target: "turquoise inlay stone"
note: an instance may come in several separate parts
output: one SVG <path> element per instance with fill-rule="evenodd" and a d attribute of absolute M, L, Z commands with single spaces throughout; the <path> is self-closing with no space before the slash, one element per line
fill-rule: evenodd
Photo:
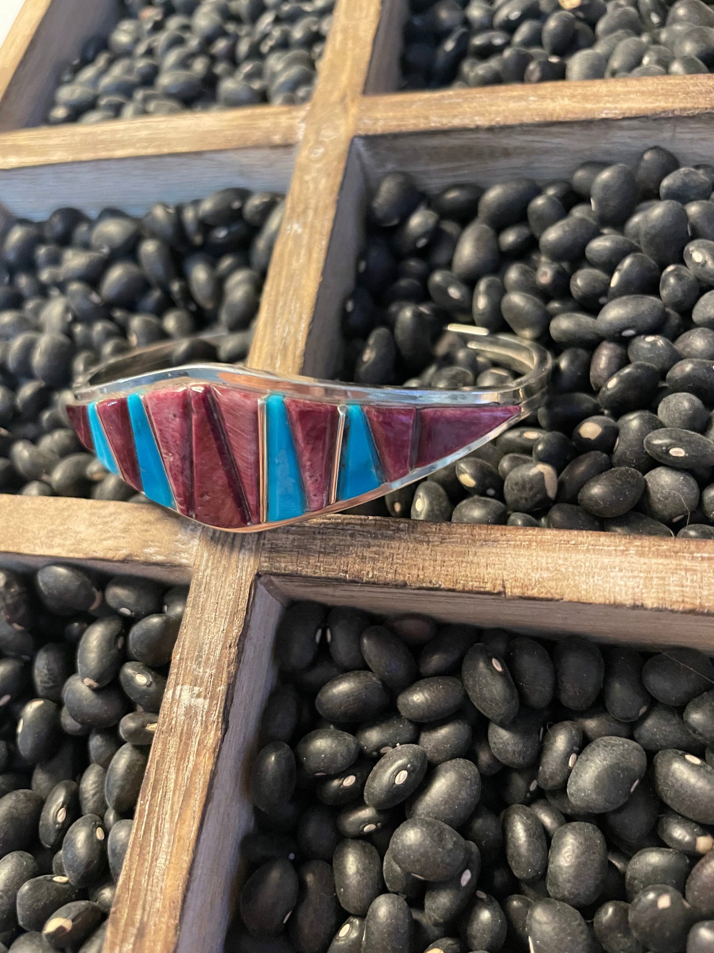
-----
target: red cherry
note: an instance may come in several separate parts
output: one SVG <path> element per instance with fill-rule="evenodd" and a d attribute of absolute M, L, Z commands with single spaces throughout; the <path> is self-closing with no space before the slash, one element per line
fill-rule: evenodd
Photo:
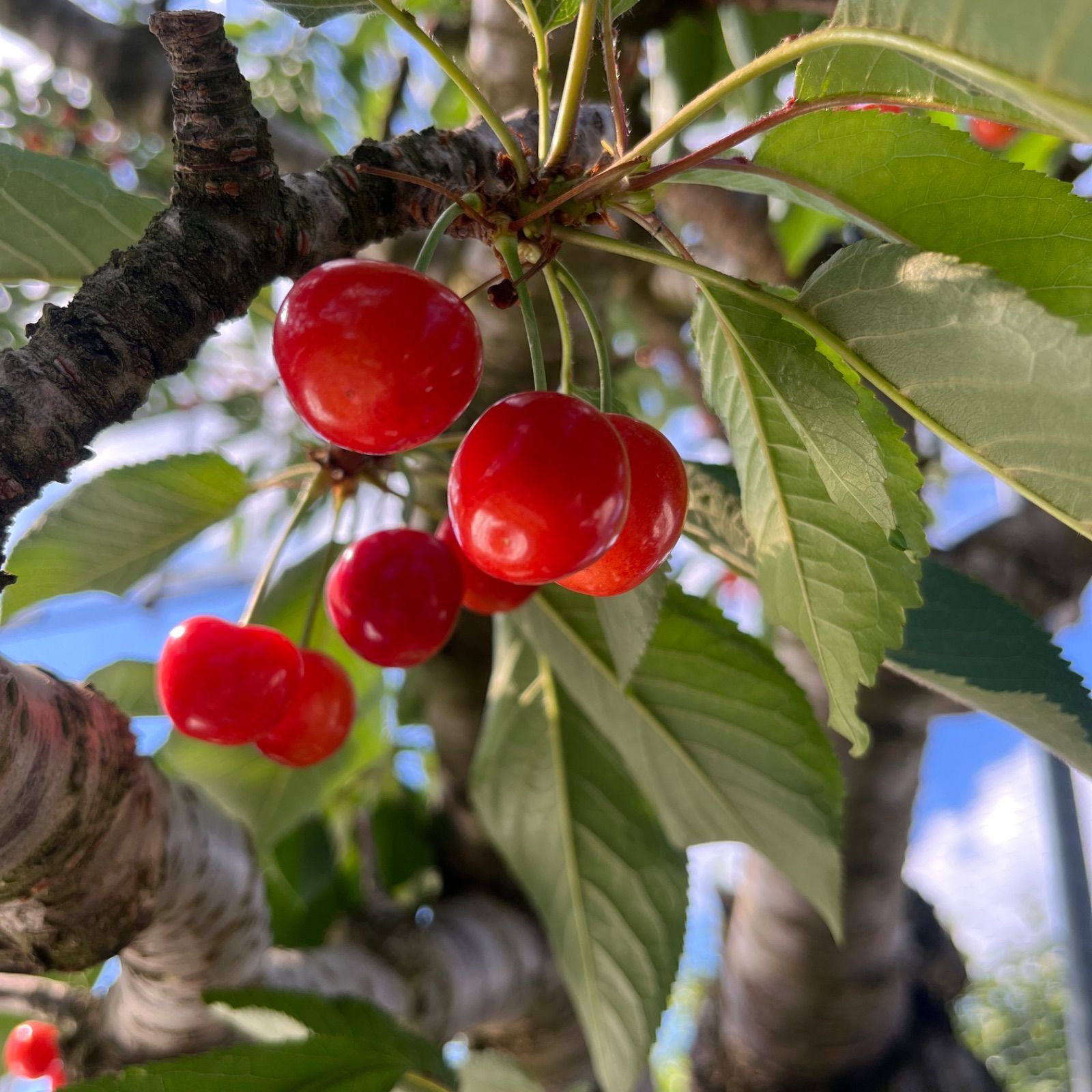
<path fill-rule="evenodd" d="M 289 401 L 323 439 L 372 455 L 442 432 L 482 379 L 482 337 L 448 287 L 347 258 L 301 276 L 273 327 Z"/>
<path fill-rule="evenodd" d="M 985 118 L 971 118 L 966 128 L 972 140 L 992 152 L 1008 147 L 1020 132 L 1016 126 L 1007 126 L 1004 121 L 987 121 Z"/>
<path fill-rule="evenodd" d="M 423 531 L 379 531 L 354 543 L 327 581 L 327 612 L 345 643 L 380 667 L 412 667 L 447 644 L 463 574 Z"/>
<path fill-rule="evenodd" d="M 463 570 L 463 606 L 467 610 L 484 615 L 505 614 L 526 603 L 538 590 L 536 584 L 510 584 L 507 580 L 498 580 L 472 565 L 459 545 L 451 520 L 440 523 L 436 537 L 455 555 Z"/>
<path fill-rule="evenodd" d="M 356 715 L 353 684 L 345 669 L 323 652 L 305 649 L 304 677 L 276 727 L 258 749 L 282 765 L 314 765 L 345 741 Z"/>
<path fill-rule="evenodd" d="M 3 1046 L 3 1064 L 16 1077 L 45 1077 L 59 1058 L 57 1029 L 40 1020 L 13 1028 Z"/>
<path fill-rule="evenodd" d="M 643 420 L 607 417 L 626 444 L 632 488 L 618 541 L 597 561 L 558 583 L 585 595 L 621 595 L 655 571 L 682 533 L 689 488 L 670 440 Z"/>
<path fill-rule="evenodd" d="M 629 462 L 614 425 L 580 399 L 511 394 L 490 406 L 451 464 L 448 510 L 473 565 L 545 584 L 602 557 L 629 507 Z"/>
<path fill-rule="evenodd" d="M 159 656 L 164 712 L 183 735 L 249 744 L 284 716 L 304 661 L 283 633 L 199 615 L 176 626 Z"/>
-----
Directions for this task | Reproduce every row from the one containing "target: red cherry" down to the one containing "1046 L 3 1064", with both of those rows included. Omit the pictures from your answer.

Answer for this exercise |
target: red cherry
note: an instance may come in several separate parts
output: one SVG <path> element per instance with fill-rule="evenodd" and a d attribute of absolute M, L, Z commands with single spaces throughout; the <path> is self-closing with no space before the slash, one element per line
fill-rule: evenodd
Photo:
<path fill-rule="evenodd" d="M 289 401 L 323 439 L 372 455 L 442 432 L 482 379 L 482 337 L 448 287 L 347 258 L 301 276 L 273 327 Z"/>
<path fill-rule="evenodd" d="M 985 118 L 971 118 L 966 128 L 972 140 L 992 152 L 1008 147 L 1020 132 L 1016 126 L 1007 126 L 1004 121 L 987 121 Z"/>
<path fill-rule="evenodd" d="M 423 531 L 379 531 L 354 543 L 327 581 L 327 612 L 345 643 L 380 667 L 412 667 L 447 644 L 463 574 Z"/>
<path fill-rule="evenodd" d="M 463 570 L 463 606 L 467 610 L 484 615 L 505 614 L 526 603 L 538 590 L 536 584 L 510 584 L 507 580 L 498 580 L 472 565 L 459 545 L 451 520 L 440 523 L 436 537 L 455 555 Z"/>
<path fill-rule="evenodd" d="M 356 715 L 353 684 L 345 669 L 323 652 L 305 649 L 304 677 L 276 727 L 258 749 L 282 765 L 314 765 L 345 741 Z"/>
<path fill-rule="evenodd" d="M 3 1046 L 3 1064 L 16 1077 L 45 1077 L 59 1058 L 57 1029 L 40 1020 L 13 1028 Z"/>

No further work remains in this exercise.